How to complete this task:
Wherever the word "woven" appears in a line of the records, copy that line.

------------------------------------

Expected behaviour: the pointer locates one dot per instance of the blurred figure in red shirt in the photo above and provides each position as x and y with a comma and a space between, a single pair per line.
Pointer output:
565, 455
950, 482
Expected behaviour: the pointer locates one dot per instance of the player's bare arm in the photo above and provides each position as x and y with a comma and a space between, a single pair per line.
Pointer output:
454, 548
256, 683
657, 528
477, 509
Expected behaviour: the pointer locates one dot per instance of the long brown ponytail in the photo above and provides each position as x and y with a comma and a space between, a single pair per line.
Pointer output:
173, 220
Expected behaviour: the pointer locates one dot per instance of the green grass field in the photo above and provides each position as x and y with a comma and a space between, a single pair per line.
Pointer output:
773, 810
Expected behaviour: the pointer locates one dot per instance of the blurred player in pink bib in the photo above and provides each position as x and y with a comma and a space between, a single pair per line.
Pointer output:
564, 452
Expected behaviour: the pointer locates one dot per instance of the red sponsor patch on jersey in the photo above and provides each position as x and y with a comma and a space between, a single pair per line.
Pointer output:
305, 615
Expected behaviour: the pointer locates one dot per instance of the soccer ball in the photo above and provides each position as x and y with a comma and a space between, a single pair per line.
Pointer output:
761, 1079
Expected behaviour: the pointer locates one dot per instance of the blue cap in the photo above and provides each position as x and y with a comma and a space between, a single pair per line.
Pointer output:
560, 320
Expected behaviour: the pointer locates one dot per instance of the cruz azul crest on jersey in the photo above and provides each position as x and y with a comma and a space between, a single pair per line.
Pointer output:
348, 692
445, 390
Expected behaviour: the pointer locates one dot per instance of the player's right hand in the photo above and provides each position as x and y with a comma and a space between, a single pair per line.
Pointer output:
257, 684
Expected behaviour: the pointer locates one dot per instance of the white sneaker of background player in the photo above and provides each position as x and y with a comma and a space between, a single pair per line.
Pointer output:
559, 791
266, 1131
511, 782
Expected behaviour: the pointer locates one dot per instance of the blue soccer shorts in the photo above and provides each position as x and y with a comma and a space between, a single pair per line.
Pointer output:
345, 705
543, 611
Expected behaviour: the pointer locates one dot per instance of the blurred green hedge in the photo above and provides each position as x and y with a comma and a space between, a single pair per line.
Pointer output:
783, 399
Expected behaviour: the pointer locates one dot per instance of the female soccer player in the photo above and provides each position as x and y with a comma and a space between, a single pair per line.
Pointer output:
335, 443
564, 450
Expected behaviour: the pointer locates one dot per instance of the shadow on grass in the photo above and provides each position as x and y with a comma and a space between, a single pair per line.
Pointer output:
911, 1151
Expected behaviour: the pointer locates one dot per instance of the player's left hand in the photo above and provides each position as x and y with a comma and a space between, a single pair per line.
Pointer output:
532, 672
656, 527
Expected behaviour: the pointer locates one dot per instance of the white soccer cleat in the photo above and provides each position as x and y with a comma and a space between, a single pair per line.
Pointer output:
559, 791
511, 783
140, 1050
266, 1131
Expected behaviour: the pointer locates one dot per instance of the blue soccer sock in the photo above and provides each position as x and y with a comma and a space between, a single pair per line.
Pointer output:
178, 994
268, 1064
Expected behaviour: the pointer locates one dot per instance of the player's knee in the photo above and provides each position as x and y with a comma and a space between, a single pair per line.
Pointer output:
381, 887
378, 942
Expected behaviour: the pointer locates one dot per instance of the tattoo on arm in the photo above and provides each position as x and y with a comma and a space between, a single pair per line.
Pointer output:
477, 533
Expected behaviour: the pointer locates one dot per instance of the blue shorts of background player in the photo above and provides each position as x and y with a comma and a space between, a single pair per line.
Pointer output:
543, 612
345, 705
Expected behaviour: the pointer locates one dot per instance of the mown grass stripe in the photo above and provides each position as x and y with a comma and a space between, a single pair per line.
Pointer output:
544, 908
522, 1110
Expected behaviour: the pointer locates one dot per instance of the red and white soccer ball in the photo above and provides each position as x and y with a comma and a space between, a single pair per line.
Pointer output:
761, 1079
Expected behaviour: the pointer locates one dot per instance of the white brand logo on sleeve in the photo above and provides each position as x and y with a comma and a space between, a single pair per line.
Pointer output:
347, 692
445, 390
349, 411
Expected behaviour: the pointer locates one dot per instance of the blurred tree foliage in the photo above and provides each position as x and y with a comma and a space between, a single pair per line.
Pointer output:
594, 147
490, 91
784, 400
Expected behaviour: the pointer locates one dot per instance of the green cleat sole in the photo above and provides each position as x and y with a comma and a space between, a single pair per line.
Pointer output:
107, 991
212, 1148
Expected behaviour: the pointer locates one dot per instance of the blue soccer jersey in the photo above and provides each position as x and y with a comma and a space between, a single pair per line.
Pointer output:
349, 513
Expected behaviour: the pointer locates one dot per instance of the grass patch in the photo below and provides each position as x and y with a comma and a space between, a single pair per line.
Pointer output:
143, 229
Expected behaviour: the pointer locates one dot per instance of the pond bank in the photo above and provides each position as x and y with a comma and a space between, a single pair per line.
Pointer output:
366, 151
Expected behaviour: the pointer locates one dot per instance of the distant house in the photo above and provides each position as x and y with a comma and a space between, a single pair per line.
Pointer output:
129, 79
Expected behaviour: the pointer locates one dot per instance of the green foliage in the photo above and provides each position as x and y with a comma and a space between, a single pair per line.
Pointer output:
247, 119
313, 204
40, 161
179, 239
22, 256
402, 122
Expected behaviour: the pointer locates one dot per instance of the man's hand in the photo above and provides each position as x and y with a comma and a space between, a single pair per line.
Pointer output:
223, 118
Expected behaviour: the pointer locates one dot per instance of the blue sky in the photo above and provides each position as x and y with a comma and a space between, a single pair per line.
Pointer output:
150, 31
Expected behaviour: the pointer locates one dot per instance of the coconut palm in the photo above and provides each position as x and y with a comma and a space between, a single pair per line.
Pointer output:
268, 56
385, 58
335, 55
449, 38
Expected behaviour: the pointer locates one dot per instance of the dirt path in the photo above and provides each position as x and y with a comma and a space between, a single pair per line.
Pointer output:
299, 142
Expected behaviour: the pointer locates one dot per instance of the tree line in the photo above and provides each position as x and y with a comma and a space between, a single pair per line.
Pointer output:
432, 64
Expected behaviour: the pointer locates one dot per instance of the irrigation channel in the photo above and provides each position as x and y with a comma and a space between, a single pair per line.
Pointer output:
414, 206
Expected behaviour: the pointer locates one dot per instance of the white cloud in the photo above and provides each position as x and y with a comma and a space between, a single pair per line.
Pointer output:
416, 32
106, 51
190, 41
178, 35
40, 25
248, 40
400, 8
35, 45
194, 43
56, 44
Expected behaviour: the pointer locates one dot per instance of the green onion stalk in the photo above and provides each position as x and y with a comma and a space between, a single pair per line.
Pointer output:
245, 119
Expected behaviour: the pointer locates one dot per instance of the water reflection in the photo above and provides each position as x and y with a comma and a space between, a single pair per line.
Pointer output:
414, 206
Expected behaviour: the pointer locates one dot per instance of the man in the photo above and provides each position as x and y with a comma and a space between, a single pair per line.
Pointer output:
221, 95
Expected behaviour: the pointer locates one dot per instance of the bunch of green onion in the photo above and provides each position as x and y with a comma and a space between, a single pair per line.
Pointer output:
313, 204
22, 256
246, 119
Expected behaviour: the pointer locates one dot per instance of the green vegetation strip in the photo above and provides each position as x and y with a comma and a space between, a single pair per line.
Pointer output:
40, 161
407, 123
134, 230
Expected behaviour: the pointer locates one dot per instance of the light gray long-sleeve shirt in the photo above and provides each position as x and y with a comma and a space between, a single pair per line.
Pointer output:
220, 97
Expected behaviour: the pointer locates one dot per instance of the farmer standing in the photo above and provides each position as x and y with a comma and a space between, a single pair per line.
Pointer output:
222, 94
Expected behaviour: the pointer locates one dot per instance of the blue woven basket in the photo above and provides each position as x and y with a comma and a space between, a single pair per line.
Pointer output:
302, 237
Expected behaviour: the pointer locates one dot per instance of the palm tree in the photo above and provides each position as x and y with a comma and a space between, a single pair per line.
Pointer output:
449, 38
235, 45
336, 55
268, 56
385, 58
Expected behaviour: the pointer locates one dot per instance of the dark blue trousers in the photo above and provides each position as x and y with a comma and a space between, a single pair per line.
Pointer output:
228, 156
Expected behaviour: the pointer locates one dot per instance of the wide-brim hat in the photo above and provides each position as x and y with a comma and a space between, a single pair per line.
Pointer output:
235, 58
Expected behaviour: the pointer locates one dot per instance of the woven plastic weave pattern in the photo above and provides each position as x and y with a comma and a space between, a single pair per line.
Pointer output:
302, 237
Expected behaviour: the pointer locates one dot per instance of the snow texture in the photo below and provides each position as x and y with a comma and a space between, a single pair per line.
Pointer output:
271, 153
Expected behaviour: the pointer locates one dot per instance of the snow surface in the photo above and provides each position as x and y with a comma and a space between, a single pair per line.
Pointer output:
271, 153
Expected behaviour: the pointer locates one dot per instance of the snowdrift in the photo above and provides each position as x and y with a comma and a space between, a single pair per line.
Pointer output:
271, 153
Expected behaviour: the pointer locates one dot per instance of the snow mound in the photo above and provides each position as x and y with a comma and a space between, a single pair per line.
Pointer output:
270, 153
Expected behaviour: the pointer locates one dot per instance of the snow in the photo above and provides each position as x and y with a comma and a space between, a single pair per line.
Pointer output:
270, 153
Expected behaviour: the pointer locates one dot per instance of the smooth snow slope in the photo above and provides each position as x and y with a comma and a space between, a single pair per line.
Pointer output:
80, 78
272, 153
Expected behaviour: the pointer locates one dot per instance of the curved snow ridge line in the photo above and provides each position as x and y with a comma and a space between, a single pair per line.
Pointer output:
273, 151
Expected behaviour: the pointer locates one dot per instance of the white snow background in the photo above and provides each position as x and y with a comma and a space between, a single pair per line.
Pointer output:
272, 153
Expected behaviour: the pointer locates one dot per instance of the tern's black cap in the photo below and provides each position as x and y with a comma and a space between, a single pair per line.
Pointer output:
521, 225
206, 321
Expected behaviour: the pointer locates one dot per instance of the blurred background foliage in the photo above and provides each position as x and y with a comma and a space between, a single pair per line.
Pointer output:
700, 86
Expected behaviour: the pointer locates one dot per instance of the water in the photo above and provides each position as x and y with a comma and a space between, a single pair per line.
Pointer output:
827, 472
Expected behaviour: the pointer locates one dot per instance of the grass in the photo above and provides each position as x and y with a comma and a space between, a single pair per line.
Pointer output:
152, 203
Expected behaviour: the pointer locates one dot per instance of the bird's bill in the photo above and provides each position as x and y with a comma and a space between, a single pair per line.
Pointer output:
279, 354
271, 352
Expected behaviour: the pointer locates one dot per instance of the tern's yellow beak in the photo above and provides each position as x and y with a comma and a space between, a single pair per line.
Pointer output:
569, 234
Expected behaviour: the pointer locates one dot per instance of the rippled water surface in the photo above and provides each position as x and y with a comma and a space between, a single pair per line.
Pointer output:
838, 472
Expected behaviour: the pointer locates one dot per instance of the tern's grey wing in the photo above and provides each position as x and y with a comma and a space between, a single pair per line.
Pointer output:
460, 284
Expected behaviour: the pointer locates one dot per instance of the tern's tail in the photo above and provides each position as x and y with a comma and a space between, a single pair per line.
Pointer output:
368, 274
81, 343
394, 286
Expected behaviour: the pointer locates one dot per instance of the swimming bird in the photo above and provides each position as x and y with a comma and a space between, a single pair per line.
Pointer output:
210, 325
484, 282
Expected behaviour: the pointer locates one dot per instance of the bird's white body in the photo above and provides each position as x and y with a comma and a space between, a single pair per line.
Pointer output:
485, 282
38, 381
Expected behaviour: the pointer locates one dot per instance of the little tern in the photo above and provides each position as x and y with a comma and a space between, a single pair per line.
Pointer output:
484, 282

------------------------------------

Answer section:
Expected behaviour: the pointer locates one dot per instance of the blue woven basket in the photo above and provides each position as x and y with a comma and a space between, a single pair per line.
Expected behaviour: the pointer locates one dot per instance of the woven plastic weave pattern in the photo above and provides each position as x and y with a comma and a space between, a single pair per line.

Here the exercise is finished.